[SOURCE EXTRACT]
--- start ---
What is the most efficient method of cladding the inside of a large CMn steel vessel?

Figure 1. Submerged Arc Welding.
Figure 1. Submerged Arc Welding.

By Peter Stones, IEng MWeldI IWE/EWE

Q: We are preparing to fabricate a large CMn steel vessel that needs lining with a 19% Chromium / 9% Nickel grade 347 stainless steel. The vessel is roughly 4m in diameter and 20m long. This is the first time we have been involved in cladding a vessel of this size: what would you advise as the best method? Also, can you explain the difference between submerged arc welding SAW and electro slag welding ESW? On the face of it, they look the same.

A: By far the most efficient and productive method of overlay welding a 347 stainless steel onto a vessel as large as that is by using a strip cladding head mounted on a column and boom, assuming you can rotate the vessel. If you choose a strip and flux combination that will enable the chemistry to be achieved in a single layer as opposed to requiring a first “buttering” layer to compensate for the dilution, that will of course reduce the welding time. The most common strip widths are 30mm, 60mm and 90mm, and the choice will come down to the welding method and the power source. Obviously, a 60mm wide strip requires half the welding time of a 30mm wide strip. However, the choice of strip, flux and welding process also determines the travel speed that is possible and hence the deposition rate, measured in kg/hour. Let’s discuss the differences between SAW and ESW.

In Figure 1, (top of this article), the perspective makes this process appear to use wire electrode, but it is actually a strip. The strip is fed through jaws which are the electrodes; the strip sticks out of the jaws and the potential between the strip and the workpiece creates an arc. The arc melts back the strip and the surface of the base material, then more strip is fed into it. The whole area around the end of the jaws (the stick out and the arc) are submerged under flux powder that is gravity fed from a hopper. The flux forms a molten slag that protects the molten weld pool from atmosphere and then solidifies and helps keep the weld bead surface smooth.

Figure 2. Electro Slag Welding.
Figure 2. Electro Slag Welding.

Electroslag strip cladding (Figure 2) is a development of submerged arc strip cladding which has quickly established itself as a reliable high deposition rate process. ESW strip cladding relates to the resistance welding processes and is based on the ohmic resistance heating of a molten electrically conductive slag. There is no arc between the strip electrode and the parent material. The heat generated by the molten slag melts the surface of the base material, and the edge of the strip electrode is submerged in the slag and flux. The penetration achieved with ESW is less than that with SAW because the molten slag pool is used to melt the strip and some of the parent material. The temperature of the slag pool is about 2300°C, making it necessary to water-cool the contact jaws.
--- end ---
Records for identifying positions:
--- start ---
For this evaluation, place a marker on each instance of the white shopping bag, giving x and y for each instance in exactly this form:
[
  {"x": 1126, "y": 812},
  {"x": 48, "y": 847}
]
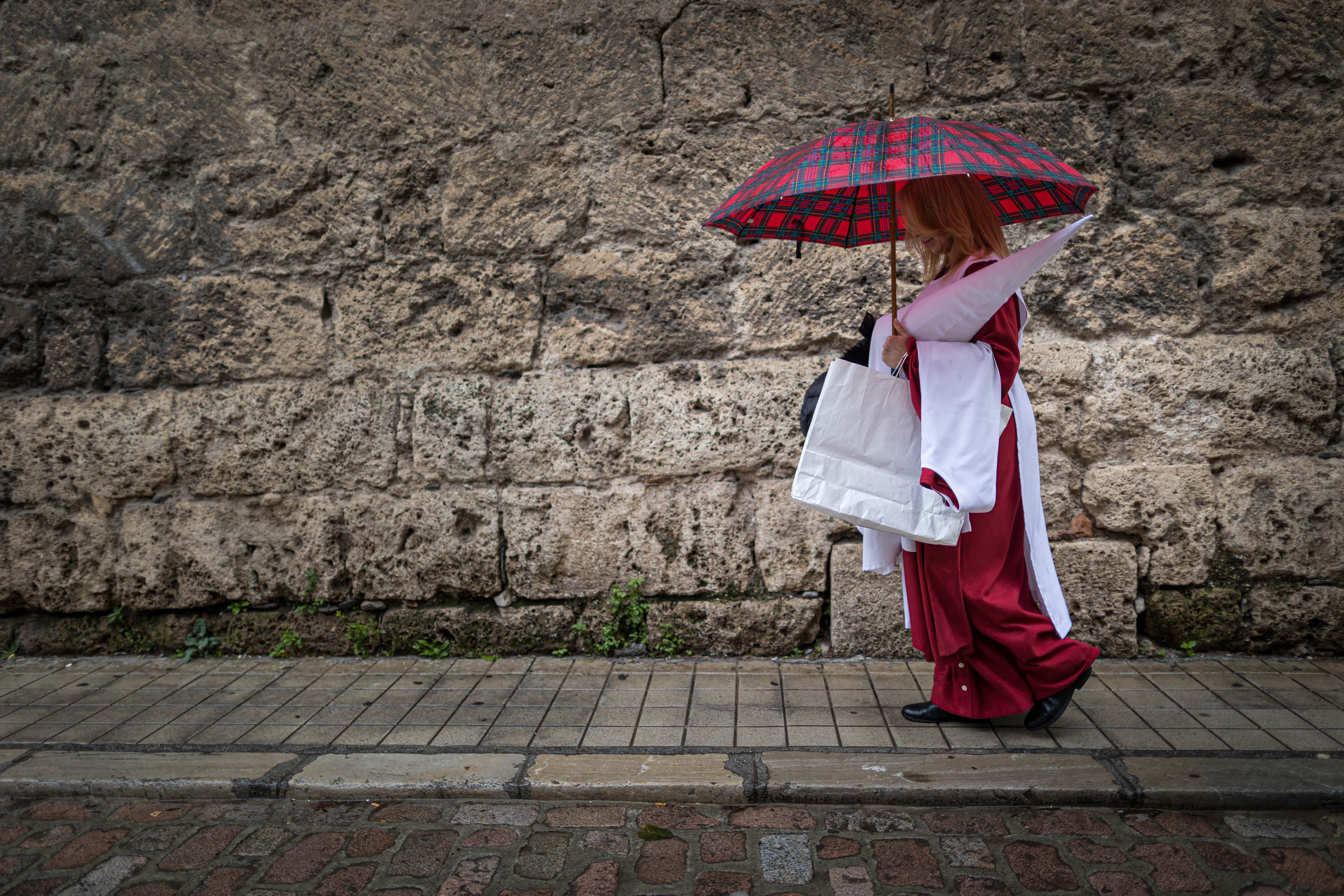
--- end ---
[SET TASKS]
**1.** Rewrite the paragraph of the cladding article that begins "Electroslag strip cladding (Figure 2)" as a short bulleted list, keeping its main facts.
**2.** According to the cladding article, which strip widths are most common?
**3.** Please carry on the cladding article, starting after its last sentence.
The entries have no role in any of these tasks.

[ANSWERS FOR THIS EXERCISE]
**1.**
- Electroslag strip cladding developed from submerged arc strip cladding and has become a reliable, high-deposition-rate process.
- It is related to resistance welding and relies on ohmic resistance heating of a molten, electrically conductive slag.
- No arc forms between the strip electrode and the parent material.
- Heat from the molten slag melts the base material's surface, and the strip edge sits submerged in slag and flux.
- Penetration is lower than with SAW because the slag pool melts the strip and some of the parent material.
- The slag pool reaches about 2300°C, so the contact jaws must be water-cooled.

**2.** 30mm, 60mm and 90mm.

**3.**
One of the biggest advantages of ESW over SAW is the dilution of the weld metal. With SAW, the dilution is around 30%; that means 30% of the base metals is mixed with 70% of the strip electrode in the weld deposit. Because of that, in order to achieve the required chemistry of grade 347 on the surface, the strip needs to have an over-alloyed composition to compensate. Alternatively, more than one layer will be required. With the ESW process, the dilution can be as low as 10%. This better preserves the properties of the 347 strip and enables lining the vessel in one pass.

Additionally, with ESW and using a flux that is developed for high-speed deposition, travel speeds of over 40 cm/ min are achievable compared to 12 cm/min for SAW. At these speeds, it is possible to deposit over 50 kg/ hour of overlay. The trade-off for this is that the power supply needs to deliver more than 2100 A to obtain this deposition rate.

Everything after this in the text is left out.